**WORKING DATA**
------------------------------

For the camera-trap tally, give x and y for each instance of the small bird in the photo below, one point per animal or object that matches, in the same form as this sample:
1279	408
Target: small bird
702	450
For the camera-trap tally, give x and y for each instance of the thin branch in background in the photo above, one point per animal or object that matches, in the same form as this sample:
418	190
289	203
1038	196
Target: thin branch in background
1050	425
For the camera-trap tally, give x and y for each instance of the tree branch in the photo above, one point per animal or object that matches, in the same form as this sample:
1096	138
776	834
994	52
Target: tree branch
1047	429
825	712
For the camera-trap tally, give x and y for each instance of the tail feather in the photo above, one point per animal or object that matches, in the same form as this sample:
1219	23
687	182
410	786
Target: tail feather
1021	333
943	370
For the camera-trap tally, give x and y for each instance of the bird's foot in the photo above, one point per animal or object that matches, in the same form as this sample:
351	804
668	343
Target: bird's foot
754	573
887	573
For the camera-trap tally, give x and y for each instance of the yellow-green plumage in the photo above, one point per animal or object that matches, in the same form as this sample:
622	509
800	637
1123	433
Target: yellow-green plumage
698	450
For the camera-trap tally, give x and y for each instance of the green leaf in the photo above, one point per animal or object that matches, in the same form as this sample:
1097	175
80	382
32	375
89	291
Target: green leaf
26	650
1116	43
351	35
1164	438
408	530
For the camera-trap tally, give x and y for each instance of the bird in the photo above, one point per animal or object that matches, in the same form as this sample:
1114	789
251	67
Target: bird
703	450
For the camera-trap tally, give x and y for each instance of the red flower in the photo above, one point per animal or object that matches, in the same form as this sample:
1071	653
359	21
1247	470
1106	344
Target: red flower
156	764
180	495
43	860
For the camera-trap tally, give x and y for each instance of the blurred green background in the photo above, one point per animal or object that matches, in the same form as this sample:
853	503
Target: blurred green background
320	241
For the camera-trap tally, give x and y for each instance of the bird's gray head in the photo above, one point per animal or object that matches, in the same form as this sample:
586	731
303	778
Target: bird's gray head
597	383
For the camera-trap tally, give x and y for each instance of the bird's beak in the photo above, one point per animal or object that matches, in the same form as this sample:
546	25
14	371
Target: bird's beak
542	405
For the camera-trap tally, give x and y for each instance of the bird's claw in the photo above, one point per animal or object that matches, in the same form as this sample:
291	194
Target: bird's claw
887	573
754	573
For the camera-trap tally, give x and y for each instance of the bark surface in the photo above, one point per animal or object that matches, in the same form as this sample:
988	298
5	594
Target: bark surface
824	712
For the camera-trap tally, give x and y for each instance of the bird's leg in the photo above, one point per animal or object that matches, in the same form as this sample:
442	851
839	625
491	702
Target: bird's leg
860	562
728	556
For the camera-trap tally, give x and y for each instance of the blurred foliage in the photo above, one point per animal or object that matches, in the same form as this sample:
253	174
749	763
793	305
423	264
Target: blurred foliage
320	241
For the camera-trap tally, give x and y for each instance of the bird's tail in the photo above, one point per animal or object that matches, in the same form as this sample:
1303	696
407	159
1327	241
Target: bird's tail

------------------------------

**WRITTEN REQUEST**
Nothing should be left out: repeat all of the data exactly.

**FULL ANSWER**
For the camera-trap tally, give x and y for each instance of the small bird in the photo below, one point per animal or object that matches, in the same form as this sample:
1279	408
Target: small bird
702	450
For the camera-trap tally, give x and y for each instance of the thin branch in background in the photo above, one point per animal or object that matches, in the same form as this sample:
418	190
289	203
1038	196
Target: thin branch in background
1050	425
For the camera-trap tally, give x and y for each instance of the tree branch in the photo above, one point per animal or object that matches, in the same form as this sample:
1096	138
776	834
994	52
Target: tree branch
1047	429
825	712
For the camera-trap tally, give x and y for each instance of the tail feather in the photo above, one point per animal or object that matches, in the same form as this sample:
1219	23
687	182
410	786
Target: tail feather
1021	333
943	370
For the camera-trap tally, give x and y for each instance of the bird's foot in the photo above, one point per animal or object that matches, in the same form as this sample:
351	804
668	343
Target: bird's foot
754	573
887	573
For the camera-trap tally, give x and y for each instance of the yellow-green plumage in the photo above, one point per animal or object that matches, in the same form as this sample:
622	509
800	637
1123	433
Target: yellow-green plumage
698	450
For the camera-trap tally, give x and y for each instance of the green leaf in the photo above, one point per animal or object that matches, in the same form as this sample:
1097	175
80	382
32	375
89	291
Target: green leaf
26	650
1116	43
351	35
1164	438
408	530
For the camera-trap tally, give x and y for each instance of the bird in the photo above, one point per animal or object that matches, in the same form as this sample:
1114	789
251	67
Target: bird
703	450
For the camera-trap tally, give x and y for each instance of the red flower in the photo above, one point per animal or object that matches, in the same form as this sample:
1071	653
359	21
1247	470
1106	344
Target: red flower
156	764
180	495
43	860
For the camera-trap tally, give x and y for each instance of the blurred green background in the photo above, one point per animal or object that matches, in the same form as this sample:
853	503
Target: blurred green background
320	241
For the camera-trap tally, give x and y for each instance of the bird's gray head in the photo above, one point per animal or object that matches, in the same form as this sample:
586	731
303	778
Target: bird's gray head
597	383
For the camera-trap tally, give x and y for each instance of the bird's beak in the photo above, one point per animal or object that matches, in the same form as this sample:
546	25
14	371
Target: bird's beak
542	405
For the camera-trap tally, give x and y for each instance of the bird's claw in the photo above, one point per animal or object that matches, in the same form as this sample:
291	194
Target: bird's claw
887	573
754	573
For the camera-trap tally, give x and y for each instance of the bark surface in the photo above, one point per animal or object that matches, in the same form as this sample:
988	298
5	594
Target: bark surface
824	712
For the camera-trap tally, give x and y for each instance of the bird's leg in the photo above, one point per animal or object that matches, in the same form as this sample:
442	851
839	625
491	702
Target: bird's leg
860	562
728	556
For the camera-trap tally, give x and y for each instance of the blurred foliage in the photo above, one point per animal or object that matches, in the same form as this sample:
253	174
749	763
793	305
423	264
Target: blurred foliage
320	241
For the camera-trap tally, give x and y for each instance of the bird's tail in the photo above, one point per animal or object that matches, in the same form as this sample:
1303	696
407	159
1327	241
Target: bird's tail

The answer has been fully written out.